— Work request —
Please reproduce the following records exactly, with nothing omitted.

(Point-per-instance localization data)
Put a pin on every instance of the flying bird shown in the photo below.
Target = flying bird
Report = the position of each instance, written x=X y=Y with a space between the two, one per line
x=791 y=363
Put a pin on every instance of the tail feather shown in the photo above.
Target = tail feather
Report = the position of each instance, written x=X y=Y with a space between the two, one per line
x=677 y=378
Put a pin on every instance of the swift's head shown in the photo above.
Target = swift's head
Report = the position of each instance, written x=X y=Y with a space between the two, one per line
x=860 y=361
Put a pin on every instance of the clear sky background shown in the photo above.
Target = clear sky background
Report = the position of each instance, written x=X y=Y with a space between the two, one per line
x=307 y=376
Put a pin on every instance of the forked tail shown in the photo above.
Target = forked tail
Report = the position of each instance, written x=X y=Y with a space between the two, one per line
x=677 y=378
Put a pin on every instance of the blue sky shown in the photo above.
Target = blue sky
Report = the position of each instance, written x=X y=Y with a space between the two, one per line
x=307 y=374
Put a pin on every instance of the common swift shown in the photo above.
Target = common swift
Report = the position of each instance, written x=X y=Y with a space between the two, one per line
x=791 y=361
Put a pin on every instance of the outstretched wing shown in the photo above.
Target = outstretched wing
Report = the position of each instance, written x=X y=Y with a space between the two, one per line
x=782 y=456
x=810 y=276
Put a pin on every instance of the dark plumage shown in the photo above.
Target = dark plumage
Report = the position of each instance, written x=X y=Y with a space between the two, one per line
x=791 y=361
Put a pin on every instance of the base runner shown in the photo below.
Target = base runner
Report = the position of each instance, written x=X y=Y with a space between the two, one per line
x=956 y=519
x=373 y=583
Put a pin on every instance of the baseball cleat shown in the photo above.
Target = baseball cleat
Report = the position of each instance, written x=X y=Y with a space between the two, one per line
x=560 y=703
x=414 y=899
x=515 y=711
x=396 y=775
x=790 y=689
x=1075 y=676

— Output below —
Put a pin on every instance of the flying bird shown in the photo below.
Target = flying bird
Report = the position of each instance, written x=X y=Y with a space between the two, one per line
x=791 y=363
Put a pin on every instance of the tail feather shown in the photo above.
Target = tail feather
Report = the position of each instance, written x=X y=Y with a space between the two, one per line
x=677 y=378
Put a pin on every instance of the swift's head shown in the photo above.
Target = swift's head
Report = the position of each instance, written x=X y=Y with a space between the two, one per line
x=860 y=361
Put a pin on every instance of the clear sky background shown in the photo above.
Target = clear sky background
Report = the position of each instance, written x=X y=Y with a space between the two, one per line
x=307 y=376
Put a pin on every instance of the forked tail shown in the photo above.
Target = forked tail
Report = the position of each instance, written x=X y=Y with a space between the two, one per line
x=677 y=378
Put a pin on every instance of the blue sky shown in the photo above.
Target = blue sky
Report = the position of each instance, written x=X y=Y with a space between the two, one per line
x=307 y=374
Put a pin on every instance of the common swift shown in the photo above.
Target = common swift
Report = the position of each instance, written x=X y=Y with a space between the two, one per line
x=791 y=361
Put a pin on every instance of the outstretched wing shown in the photo above.
Target = outstretched wing
Report = the position of each instance, written x=X y=Y with a space between the two, one per line
x=782 y=456
x=810 y=276
Put a pin on every instance of the dark plumage shown in the photo above.
Target = dark plumage
Report = the position of each instance, written x=X y=Y with a space between the two, one per line
x=791 y=361
Put a pin on every instance of the base runner shown in the photo below.
Target = base runner
Report = the position of each instance, written x=X y=Y with a space between the two, one per line
x=956 y=519
x=373 y=583
Put a pin on every instance of the baseball cleat shown in the photo above.
Target = baseball cleat
Report = the position of each instance, written x=X y=Y with a space between the two, one per line
x=560 y=703
x=414 y=899
x=515 y=711
x=396 y=775
x=790 y=689
x=1075 y=676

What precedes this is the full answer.